Without skipping anything, write out each record below exactly.

══ Records for this task

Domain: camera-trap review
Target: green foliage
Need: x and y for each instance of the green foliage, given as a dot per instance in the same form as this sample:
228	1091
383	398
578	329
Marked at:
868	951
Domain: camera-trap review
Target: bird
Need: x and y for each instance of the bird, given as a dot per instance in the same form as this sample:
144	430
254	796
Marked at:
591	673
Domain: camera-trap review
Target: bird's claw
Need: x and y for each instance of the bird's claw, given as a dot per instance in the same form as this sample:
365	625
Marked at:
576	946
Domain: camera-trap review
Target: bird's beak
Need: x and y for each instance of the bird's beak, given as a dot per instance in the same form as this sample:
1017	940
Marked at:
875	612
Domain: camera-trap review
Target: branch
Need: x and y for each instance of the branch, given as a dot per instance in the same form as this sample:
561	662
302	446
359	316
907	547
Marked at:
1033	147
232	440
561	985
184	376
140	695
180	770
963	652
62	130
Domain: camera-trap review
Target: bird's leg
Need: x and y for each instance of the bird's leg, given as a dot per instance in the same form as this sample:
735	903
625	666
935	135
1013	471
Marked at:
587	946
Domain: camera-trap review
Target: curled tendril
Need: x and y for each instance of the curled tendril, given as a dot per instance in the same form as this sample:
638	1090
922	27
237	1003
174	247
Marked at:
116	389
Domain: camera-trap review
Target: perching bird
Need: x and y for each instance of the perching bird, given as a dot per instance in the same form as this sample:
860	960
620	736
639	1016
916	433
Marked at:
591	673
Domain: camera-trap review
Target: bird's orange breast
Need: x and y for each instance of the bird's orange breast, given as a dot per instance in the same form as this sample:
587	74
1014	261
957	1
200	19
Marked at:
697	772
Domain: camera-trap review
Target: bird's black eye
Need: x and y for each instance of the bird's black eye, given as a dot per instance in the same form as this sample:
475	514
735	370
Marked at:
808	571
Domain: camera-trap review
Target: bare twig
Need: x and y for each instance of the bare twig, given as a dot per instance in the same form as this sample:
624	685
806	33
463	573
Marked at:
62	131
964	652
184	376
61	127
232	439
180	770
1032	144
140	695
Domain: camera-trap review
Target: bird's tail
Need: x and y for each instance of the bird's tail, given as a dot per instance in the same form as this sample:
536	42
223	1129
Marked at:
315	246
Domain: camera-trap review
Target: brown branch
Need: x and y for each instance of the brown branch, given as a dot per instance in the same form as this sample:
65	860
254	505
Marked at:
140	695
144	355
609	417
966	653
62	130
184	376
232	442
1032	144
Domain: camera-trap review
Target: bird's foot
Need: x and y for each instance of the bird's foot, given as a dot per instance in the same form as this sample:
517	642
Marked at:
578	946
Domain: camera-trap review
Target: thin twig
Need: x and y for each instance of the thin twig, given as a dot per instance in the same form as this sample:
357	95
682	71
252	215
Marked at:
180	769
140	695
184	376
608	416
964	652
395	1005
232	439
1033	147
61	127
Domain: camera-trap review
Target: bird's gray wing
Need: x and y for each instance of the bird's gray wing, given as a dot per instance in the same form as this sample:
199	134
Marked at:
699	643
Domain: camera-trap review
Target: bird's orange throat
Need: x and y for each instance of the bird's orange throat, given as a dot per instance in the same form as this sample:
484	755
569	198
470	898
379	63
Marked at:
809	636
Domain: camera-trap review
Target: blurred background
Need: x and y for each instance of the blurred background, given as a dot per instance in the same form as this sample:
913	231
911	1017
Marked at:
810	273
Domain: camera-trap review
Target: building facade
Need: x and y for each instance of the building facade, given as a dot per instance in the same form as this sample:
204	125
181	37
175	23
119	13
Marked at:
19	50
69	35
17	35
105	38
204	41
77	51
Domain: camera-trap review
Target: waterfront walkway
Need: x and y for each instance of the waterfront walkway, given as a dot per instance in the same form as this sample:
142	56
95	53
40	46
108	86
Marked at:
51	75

════

• **Response to this task**
Domain: camera-trap review
Target: green foliage
Need: x and y for each instance of the green foliage, given as a dot per instance in the same form as this sample:
228	1091
383	398
578	329
Marked at:
868	951
Domain: camera-trap review
Target: bird
Need: x and y for each instance of the bird, given as a dot per instance in the same form as this sample:
144	430
254	796
Marked at:
591	673
Domain: camera-trap review
Target: bird's claw
Need: x and y for each instance of the bird's claw, given as a dot per instance in the same form as this sample:
365	625
Marked at:
576	946
Domain: camera-trap review
Target: bird's beak
Need: x and y for each instance of the bird's beak, given as a dot per instance in the same form as this sample:
1017	940
Marked at:
875	612
Domain: camera-trap review
Target: branch
Need: x and y for each instance of the branch, given as a dot per instance in the same form as this sample:
561	662
302	446
359	316
907	547
Marked at:
1033	147
232	440
561	985
184	376
140	695
180	770
963	652
62	130
Domain: camera-trap review
Target: bird's leg
Need: x and y for each instance of the bird's leg, given as a dot per instance in the same form as this sample:
735	903
625	666
935	135
1013	471
Marked at:
587	946
Domain: camera-trap review
Target: curled tendril
Need: x and y for each instance of the curled tendril, given as a dot per instance in the same form as this sample:
638	1090
922	27
237	1003
174	247
Marked at:
116	389
Domain: camera-trap review
Target: perching bird
Need: x and y for each instance of the perching bird, given as a dot per instance in the same form as this sample:
860	960
620	736
639	1016
916	433
Marked at:
591	673
Domain: camera-trap review
Target: bird's orange breast
Need: x and y for each instance of the bird's orange breast, given as a dot per instance in the same form as this sample:
587	74
1014	261
957	1
200	19
Marked at:
697	772
Domain: camera-trap review
Target: bird's black eye
Need: x and y for each instance of the bird's black eye, given as a dot per instance in the same form as this sample:
475	514
735	370
Marked at:
808	571
Domain: camera-trap review
Target: bare twig
Need: x and y for each instance of the bare twig, given as a dot per instance in the same form as this sample:
624	685
806	33
463	573
Marked at:
62	131
964	652
184	376
61	127
232	439
180	770
1032	144
140	695
Domain: camera-trap review
Target: bird's tail
Need: x and y for each instance of the bird's tail, given as a dot per instance in the same form as this sample:
536	42
223	1129
Marked at:
315	246
Domain: camera-trap review
Target: brown branch
Need: x and y for each instance of the brown branch, given as a dot per instance in the same form as this sample:
65	860
254	505
Marked at:
140	695
144	355
609	417
966	653
62	130
184	376
232	442
1032	144
Domain: camera-trap review
Target: bird's foot
Need: x and y for each instance of the bird's foot, given as a dot per instance in the same form as this sample:
517	642
Marked at:
578	946
Domain: camera-trap review
Target: thin twig
Need: x and y for each instance of the thin twig, given as a dot per instance in the same form as this sample:
357	95
682	71
252	215
Marked at:
180	769
140	695
184	376
608	416
964	652
395	1005
232	439
1033	147
61	127
Domain: camera-trap review
Target: bird's gray wing
Need: x and y for each instance of the bird's gray wing, given as a dot per instance in the same form as this sample:
199	134
Marked at:
699	643
Domain: camera-trap review
Target: bird's orange throat
Need: x and y for each instance of the bird's orange throat, given as a dot per instance in the same form as this sample:
484	755
569	198
470	898
379	63
Marked at:
809	636
Domain: camera-trap review
Target: blurred background
Need: x and y for each instance of the blurred background, given as a dot per instance in the same form as this sample:
913	231
911	1017
Marked at:
810	273
Domain: camera-trap review
Target: building facade
Need: x and y for each instance of the building facade, given as a dot per instance in the same form as this sample:
204	125
181	37
175	23
119	13
Marked at:
19	50
69	35
17	35
105	38
204	41
77	51
Domain: camera-trap review
Target: waterfront walkway
Need: x and y for each instance of the waterfront walkway, given as a dot per instance in the same form as this sample:
142	56
95	53
40	46
108	86
Marked at:
51	75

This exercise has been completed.